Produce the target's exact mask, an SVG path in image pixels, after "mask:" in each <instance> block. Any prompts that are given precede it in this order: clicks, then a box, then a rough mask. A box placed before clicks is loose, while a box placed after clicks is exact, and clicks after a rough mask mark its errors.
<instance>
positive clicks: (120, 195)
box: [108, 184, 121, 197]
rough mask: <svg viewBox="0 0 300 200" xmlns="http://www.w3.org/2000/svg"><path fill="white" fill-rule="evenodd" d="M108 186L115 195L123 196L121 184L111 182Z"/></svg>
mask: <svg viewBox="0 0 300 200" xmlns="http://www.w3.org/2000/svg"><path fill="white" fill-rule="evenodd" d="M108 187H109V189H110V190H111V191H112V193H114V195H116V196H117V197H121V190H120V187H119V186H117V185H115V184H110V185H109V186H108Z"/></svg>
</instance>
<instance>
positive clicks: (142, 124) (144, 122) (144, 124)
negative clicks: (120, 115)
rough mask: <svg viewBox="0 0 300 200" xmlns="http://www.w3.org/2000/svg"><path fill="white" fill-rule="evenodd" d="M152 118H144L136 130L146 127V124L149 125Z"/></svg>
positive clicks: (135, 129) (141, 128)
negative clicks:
--
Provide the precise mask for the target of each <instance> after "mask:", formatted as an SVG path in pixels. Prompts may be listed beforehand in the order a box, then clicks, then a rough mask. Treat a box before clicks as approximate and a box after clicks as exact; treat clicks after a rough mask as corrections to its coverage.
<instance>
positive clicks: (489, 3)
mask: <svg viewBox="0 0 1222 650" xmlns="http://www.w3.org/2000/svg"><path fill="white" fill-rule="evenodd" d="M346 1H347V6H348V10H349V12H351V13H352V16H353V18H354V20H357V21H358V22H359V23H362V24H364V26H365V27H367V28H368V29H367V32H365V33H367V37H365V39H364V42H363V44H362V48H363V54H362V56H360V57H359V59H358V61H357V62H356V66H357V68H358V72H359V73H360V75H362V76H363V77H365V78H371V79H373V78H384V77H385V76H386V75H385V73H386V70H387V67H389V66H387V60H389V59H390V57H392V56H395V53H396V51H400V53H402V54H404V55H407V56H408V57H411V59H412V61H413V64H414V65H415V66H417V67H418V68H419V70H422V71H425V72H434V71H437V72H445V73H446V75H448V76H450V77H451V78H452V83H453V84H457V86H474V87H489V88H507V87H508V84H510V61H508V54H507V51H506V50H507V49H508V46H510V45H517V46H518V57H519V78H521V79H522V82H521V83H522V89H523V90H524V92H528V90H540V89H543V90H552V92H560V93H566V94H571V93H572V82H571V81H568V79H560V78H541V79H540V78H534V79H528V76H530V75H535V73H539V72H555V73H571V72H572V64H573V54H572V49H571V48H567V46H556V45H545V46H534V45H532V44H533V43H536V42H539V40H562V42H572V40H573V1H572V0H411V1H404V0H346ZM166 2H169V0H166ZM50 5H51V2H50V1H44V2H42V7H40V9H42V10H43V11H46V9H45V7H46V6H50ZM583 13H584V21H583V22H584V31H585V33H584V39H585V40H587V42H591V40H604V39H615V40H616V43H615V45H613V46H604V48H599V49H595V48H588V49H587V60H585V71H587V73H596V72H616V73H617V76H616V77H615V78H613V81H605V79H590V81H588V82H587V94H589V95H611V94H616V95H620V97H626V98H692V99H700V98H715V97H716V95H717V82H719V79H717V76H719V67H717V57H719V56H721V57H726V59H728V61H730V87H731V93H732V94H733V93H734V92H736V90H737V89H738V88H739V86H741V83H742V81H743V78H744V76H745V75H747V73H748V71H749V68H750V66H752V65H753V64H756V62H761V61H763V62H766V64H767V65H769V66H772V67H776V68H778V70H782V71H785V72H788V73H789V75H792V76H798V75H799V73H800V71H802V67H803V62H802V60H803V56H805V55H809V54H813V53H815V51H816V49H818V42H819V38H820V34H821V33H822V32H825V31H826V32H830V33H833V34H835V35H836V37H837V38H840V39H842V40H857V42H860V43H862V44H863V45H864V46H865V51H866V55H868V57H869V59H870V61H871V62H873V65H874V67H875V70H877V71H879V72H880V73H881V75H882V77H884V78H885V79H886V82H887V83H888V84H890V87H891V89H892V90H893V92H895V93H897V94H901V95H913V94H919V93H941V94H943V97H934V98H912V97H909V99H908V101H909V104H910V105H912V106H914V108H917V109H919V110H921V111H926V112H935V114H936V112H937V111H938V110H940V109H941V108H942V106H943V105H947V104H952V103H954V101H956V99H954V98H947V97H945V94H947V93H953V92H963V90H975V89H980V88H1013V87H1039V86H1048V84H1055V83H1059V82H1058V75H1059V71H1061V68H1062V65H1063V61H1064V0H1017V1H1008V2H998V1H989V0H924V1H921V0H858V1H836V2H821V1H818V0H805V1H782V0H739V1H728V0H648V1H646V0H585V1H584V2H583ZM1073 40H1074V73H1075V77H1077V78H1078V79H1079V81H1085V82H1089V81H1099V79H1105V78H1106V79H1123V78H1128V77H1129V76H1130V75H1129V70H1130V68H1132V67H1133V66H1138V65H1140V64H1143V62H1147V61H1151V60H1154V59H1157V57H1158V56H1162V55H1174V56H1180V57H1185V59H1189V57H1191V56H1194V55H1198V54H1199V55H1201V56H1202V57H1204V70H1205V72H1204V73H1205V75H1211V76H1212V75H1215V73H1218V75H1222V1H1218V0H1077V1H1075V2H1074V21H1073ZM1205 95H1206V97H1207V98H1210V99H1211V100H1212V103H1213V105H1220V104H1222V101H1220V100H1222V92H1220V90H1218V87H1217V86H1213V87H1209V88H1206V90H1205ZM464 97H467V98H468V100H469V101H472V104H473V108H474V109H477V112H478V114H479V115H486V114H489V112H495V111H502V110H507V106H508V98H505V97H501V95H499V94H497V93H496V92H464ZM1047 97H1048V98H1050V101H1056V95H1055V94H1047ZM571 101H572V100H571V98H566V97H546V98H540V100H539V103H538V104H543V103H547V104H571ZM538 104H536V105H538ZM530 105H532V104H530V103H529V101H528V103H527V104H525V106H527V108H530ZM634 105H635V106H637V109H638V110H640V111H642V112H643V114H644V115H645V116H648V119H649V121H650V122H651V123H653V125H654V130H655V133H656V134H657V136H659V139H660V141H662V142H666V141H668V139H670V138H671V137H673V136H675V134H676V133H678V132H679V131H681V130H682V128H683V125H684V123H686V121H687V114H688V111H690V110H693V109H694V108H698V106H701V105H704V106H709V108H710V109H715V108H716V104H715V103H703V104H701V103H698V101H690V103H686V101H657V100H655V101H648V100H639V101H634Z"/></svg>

• Task description:
Please convert the stretch from the line that contains "Provide the precise" through the line that contains "positive clicks: (489, 3)" into a JSON list of strings, one string per line, leaving out any blank lines.

• Response to the exercise:
[
  "Provide the precise mask for the target of each <instance> after \"mask:\", formatted as an SVG path in pixels. Prompts may be listed beforehand in the order a box, then clicks, then a rough mask. Treat a box before clicks as approximate and a box after clicks as exact; treat clicks after a rough mask as corrections to its coverage.",
  "<instance>",
  "positive clicks: (489, 3)"
]